◆ **Information provided**:
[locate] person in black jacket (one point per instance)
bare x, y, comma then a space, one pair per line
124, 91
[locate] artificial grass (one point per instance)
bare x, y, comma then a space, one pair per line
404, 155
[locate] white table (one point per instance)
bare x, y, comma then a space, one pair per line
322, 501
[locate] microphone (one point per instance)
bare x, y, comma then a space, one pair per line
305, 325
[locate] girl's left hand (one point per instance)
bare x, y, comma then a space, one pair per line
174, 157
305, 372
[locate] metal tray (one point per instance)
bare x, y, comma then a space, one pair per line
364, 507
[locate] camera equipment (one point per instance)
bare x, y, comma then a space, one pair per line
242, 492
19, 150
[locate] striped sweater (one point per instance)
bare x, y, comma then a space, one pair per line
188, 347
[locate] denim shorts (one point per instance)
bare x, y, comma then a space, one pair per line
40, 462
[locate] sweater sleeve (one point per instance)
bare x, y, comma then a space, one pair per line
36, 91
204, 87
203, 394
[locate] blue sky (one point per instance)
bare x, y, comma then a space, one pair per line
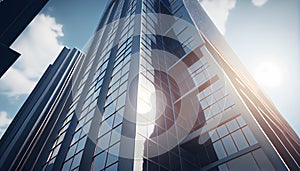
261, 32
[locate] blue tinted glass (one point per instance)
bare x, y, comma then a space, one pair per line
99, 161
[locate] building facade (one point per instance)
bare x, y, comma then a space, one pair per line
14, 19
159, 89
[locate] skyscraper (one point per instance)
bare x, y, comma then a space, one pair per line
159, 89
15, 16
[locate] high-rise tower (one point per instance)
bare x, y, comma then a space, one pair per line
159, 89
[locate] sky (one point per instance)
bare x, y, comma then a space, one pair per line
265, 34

...

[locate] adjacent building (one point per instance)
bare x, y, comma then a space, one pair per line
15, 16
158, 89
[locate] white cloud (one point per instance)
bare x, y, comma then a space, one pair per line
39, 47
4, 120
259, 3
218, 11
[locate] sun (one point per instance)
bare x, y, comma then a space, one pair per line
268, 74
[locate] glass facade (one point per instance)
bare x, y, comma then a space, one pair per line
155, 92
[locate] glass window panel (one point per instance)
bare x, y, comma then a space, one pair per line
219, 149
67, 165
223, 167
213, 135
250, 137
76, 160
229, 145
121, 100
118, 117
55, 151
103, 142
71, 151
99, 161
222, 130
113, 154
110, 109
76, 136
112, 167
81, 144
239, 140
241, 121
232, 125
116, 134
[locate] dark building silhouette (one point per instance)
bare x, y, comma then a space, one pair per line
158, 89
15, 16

◆ **Aim of the task**:
Which lines of the listing above contain the string "glass"? Find them and copy each one out in full.

◆ **Complete response**:
[locate] blue tinted glass (one point per instance)
[locate] glass facade (one point per instance)
[locate] glass window panel (one point per instance)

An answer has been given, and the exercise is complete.